EXCERPT:
____________________

Donald J Trump: The Tip Of The Black Iceberg

What the last four years can teach us about the very near future

Ronald Holmes III
3 min readNov 26, 2020
President Donald Trump speaks during a briefing with reporters in the James Brady Press Briefing Room of the White House, Wednesday, Aug. 5, in Washington. (Andrew Harnik/AP)

With Joseph R Biden Jr and Kamala Harris formally becoming the President-Elect and Vice President-Elect respectively, it is with a sigh of relief for half the country that Donald J Trump will soon be a former President rather than the current President. Over the last four years, we have seen divisiveness and harsh rhetoric coming from within the walls of the White House, from the President's own Twitter feed, and through media outlets such as Fox News and OAN. With the President soon to be pushed into retirement, will Trumpism go with him?

Trumpism, a type of right-wing ideology, is often associated with nationalistic answers to complex political, economic, and social problems. It attempts to mobilize the white disenfranchised of the growing social inequality with a strongly stated opposition to the established political establishment of both the Republican and Democratic Party. Trumpism began with Donald Trump during his 2016 Presidential campaign but it is not likely to end with him. Many of his staunch supporters in the House of Representatives and the United States Senate have taken hard lines to support the President’s policy decisions whatever they may be since he began his tenure began in January 2017.

Many of these same supporters have won their reelection bids during the 2020 election while Trump appears to be on his way out. As with any former President, they often remain as the leading figures in their party such was the case with former President Barack Obama who remains one of the most popular and well-known figures in the Democratic Party. This raises many concerns from both moderate Republicans and Democrats as well as the left as a whole about how much of a role the soon to be former President will play in shaping the political stances of the Republican party as the country already shifts towards the 2024 Presidential election cycle.

____________________

PROVIDED DATA:
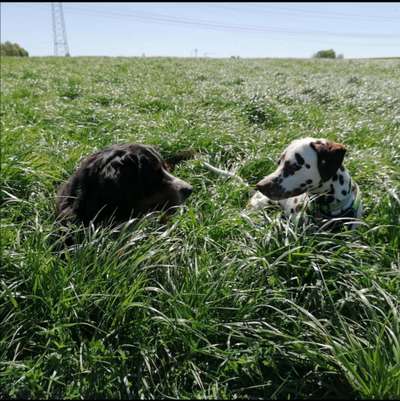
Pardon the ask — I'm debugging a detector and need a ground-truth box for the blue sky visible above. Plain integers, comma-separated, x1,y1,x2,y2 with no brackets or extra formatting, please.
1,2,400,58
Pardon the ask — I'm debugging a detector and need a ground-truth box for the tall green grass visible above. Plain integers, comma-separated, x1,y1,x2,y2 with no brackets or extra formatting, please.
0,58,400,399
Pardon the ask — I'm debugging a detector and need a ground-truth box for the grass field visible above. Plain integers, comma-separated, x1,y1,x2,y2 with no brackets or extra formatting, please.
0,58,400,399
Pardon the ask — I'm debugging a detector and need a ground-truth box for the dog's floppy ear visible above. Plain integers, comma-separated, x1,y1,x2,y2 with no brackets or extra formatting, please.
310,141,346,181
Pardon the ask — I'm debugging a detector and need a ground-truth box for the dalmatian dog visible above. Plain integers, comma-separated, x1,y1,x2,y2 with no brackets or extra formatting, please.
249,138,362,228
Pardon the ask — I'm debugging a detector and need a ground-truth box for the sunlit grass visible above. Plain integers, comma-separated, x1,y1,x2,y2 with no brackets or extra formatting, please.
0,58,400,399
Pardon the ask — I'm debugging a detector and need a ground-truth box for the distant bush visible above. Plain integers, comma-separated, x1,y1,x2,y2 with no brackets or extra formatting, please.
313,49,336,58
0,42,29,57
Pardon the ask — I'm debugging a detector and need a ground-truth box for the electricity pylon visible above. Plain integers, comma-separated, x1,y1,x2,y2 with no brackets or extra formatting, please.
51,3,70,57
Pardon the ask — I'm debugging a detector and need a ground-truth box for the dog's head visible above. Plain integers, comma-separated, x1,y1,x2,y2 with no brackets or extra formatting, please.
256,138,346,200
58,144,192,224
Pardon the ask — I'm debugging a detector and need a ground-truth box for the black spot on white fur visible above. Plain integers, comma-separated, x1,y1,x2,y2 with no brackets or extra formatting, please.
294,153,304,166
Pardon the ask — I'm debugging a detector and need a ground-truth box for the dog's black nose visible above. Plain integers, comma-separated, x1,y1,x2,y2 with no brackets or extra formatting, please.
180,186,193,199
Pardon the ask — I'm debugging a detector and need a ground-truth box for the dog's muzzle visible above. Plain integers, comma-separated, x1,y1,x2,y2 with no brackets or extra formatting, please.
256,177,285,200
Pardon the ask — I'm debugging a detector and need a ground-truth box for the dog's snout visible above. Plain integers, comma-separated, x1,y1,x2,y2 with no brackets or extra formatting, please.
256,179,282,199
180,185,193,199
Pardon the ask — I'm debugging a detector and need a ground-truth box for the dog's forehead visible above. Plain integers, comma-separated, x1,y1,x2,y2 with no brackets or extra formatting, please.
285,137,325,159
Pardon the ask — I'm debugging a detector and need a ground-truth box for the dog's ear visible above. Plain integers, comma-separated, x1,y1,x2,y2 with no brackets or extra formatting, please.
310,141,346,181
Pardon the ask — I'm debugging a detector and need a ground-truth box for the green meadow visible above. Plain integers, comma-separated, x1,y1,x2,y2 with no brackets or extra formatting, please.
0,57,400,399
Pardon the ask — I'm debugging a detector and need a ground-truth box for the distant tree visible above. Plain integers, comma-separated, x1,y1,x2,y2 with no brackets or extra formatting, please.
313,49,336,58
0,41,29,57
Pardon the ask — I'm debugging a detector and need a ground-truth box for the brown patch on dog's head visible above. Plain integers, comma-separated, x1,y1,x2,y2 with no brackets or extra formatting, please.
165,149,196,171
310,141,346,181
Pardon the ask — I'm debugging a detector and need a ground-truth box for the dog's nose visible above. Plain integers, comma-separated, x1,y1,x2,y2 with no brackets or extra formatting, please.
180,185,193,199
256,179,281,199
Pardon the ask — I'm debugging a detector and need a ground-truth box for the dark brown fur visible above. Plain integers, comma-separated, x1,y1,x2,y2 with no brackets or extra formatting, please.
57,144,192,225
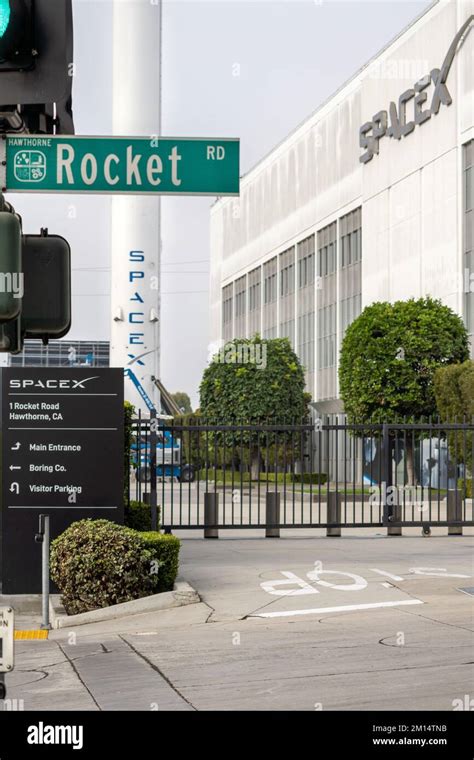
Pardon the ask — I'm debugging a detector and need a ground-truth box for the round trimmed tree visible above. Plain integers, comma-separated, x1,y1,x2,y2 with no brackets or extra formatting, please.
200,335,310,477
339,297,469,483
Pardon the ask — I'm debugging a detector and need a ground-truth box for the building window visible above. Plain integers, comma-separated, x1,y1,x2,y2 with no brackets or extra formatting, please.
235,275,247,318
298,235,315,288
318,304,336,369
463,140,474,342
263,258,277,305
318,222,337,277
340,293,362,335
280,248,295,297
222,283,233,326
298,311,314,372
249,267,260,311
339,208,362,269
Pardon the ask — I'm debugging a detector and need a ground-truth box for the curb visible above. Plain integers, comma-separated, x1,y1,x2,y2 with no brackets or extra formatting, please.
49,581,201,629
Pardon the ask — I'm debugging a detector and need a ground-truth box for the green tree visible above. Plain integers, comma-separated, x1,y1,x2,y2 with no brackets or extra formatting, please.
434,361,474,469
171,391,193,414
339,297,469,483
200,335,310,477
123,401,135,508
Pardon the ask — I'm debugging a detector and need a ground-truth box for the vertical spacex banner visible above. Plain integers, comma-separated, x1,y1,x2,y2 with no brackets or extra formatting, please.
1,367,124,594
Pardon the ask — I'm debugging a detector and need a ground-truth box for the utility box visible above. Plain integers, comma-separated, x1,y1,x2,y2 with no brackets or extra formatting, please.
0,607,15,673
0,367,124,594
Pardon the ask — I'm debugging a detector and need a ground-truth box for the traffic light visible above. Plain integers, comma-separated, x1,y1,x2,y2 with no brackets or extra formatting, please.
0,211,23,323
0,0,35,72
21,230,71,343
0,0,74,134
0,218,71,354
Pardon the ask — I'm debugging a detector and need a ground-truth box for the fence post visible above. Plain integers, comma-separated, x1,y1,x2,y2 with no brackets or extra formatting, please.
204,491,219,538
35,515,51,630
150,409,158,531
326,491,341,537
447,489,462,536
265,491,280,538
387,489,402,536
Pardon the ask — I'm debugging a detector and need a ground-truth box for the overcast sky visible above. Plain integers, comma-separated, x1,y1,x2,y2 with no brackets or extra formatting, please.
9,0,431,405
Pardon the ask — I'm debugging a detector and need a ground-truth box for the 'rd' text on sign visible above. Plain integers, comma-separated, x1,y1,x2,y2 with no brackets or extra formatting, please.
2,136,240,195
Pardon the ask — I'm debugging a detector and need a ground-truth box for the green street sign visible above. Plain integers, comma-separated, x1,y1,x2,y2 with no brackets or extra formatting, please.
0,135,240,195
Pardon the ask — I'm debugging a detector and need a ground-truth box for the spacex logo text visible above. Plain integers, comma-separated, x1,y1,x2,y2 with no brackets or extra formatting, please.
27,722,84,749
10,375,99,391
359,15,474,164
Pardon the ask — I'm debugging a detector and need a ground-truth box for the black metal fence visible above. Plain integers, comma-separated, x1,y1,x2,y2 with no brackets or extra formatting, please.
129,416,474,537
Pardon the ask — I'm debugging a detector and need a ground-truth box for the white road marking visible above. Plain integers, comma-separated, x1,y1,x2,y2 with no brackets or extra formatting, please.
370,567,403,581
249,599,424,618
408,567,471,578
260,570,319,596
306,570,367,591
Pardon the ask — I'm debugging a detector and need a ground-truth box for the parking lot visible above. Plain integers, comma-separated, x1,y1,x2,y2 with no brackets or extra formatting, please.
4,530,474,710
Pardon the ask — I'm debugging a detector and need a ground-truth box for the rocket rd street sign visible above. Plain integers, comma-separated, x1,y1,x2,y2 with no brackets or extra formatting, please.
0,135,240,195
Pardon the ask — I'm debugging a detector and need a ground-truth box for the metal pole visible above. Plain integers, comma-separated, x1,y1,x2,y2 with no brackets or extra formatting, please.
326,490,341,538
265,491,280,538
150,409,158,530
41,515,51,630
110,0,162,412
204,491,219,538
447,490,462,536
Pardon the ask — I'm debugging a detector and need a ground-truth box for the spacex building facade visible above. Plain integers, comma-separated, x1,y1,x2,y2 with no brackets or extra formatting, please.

____________________

EXERCISE:
Extend the opinion piece on Trumpism above, picking up directly after its final sentence.

FINAL RESULT:
Many of the same figures who ran in 2016 are expected to run again to clinch the Republican nomination with leading figures such as Vice President Mike Pence and even speculation that Donald Trump may run a third time in order to have a second term as President. If he were to win, he would only be the second President in United States history to serve two non-consecutive terms. With this speculation swirling, it is hard to imagine that the turbulence and hard-line stances that Trump has taken will shift in four short years.

Whether Trump runs or not, the question remains whether other Republicans who throw their hat into the ring will parrot what Trump has been pushing during his entire first term. His American First policy is more like an America Only policy with harsh rhetoric against our opponents and even harsher rhetoric against our allies. Only time will tell us who President-Elect Biden will be facing in 2024 — if he decides to run for a second term which he has already stated he wouldn’t do — or any other democratic hopeful who wishes to continue work on what President Biden will have accomplished by that time.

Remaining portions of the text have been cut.